DOCUMENT =
Par M. Marcel-Pierre CLÉACH,

Sénateur

(1) Cette commission est composée de : M. Josselin de Rohan , président ; MM. Jacques Blanc, Didier Boulaud, Jean-Louis Carrère, Jean-Pierre Chevènement, Robert del Picchia, Jean François-Poncet, Robert Hue, Joseph Kergueris , vice-présidents ; Mmes Monique Cerisier-ben Guiga, Joëlle Garriaud-Maylam, MM. André Trillard, André Vantomme, Mme Dominique Voynet , secrétaires ; MM. Jean-Etienne Antoinette, Robert Badinter, Jean-Michel Baylet, René Beaumont, Jean-Pierre Bel, Jacques Berthou, Jean Besson, Michel Billout, Didier Borotra, Michel Boutant, Christian Cambon, Marcel-Pierre Cléach, Raymond Couderc, Mme Michelle Demessine, M. André Dulait, Mmes Bernadette Dupont, Josette Durrieu, MM. Jean Faure, Jean-Paul Fournier, Mme Gisèle Gautier, M. Jacques Gautier, Mme Nathalie Goulet, MM. Jean-Noël Guérini, Michel Guerry, Robert Laufoaulu, Simon Loueckhote, Philippe Madrelle, Pierre Mauroy, Rachel Mazuir, Louis Mermaz, Mme Lucette Michaux-Chevry, MM. Jean Milhau, Charles Pasqua, Philippe Paul, Xavier Pintat, Bernard Piras, Christian Poncelet, Yves Pozzo di Borgo, Jean-Pierre Raffarin, Daniel Reiner, Roger Romani, Mme Catherine Tasca.

Voir le(s) numéro(s) :

Assemblée nationale ( 13 ème législ.) :

2708 , 2786 et T.A. 529

Sénat :

716 et 731 (2009-2010)

INTRODUCTION

Mesdames, Messieurs,

L'Assemblée nationale a adopté le 16 septembre dernier le projet de loi autorisant la convention signée le 11 janvier 2002 entre la France et les Pays-Bas, relative à l'assistance mutuelle et à la coopération entre leurs administrations douanières, en vue d'appliquer correctement la législation douanière, de prévenir, de rechercher et de réprimer les infractions douanières dans la région des Caraïbes, et notamment sur l'île de Saint-Martin.

L'île de Saint-Martin relève pour partie de la souveraineté française et pour partie de la souveraineté néerlandaise. Plus largement, la France et les Pays-Bas sont voisins dans la région des Caraïbes à travers leurs territoires respectifs. L'intérêt d'une coopération en matière douanière est évident, particulièrement en matière de lutte contre les trafics de stupéfiants qui caractérisent cette région.

CONSIGNE = D'après le document, à quelle date la convention douanière entre la France et les Pays-Bas a-t-elle été signée ?

MATÉRIEL PRÉSENTÉ =
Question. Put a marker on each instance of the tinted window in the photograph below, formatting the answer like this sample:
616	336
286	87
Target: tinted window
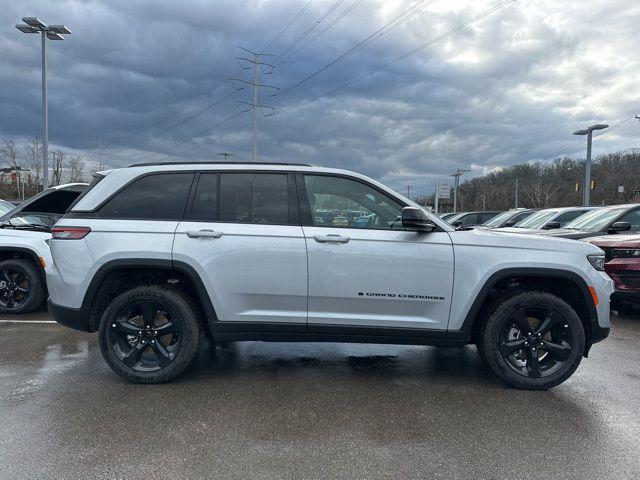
568	216
633	218
205	202
254	198
339	202
153	197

CORRIGÉ COMPLET = Le 11 janvier 2002.